DIRECTIONS FOR THIS TASK:
Copy the records between the line that contains "Your job is to identify where the basket" and the line that contains "12,221 -> 529,799", inclusive, reproducing each line without any change.

RECORDS FOR THE TASK:
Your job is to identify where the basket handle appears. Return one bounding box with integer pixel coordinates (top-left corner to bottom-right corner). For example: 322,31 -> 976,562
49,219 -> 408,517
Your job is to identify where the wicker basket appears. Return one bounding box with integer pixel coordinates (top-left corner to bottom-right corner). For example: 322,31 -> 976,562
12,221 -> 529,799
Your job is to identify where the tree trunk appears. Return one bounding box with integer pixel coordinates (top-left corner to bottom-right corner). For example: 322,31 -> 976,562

* * *

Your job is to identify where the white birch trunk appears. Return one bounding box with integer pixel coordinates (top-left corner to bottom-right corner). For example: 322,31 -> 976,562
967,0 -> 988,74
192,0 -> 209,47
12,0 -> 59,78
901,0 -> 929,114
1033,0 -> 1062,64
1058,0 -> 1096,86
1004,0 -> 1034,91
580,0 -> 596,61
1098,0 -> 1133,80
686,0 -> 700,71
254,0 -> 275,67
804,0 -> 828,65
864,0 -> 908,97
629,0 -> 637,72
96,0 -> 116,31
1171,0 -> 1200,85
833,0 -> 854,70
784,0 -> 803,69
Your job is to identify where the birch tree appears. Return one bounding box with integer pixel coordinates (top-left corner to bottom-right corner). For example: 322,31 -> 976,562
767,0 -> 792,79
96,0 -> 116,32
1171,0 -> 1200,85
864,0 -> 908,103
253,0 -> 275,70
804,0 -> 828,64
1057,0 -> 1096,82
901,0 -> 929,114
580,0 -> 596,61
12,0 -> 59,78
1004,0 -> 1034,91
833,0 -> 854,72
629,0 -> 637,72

RESULT:
Your job is to identify where the basket handle appears. Return one bounding box with integer pixel coordinates (top-left corner to bottom-right corner). For example: 322,31 -> 976,562
49,219 -> 408,517
Your job is to identify where the wicker basket appears. Return one bounding box with integer pixel coordinates (top-left corner to bottom-right corner). For example: 322,31 -> 976,562
12,221 -> 529,799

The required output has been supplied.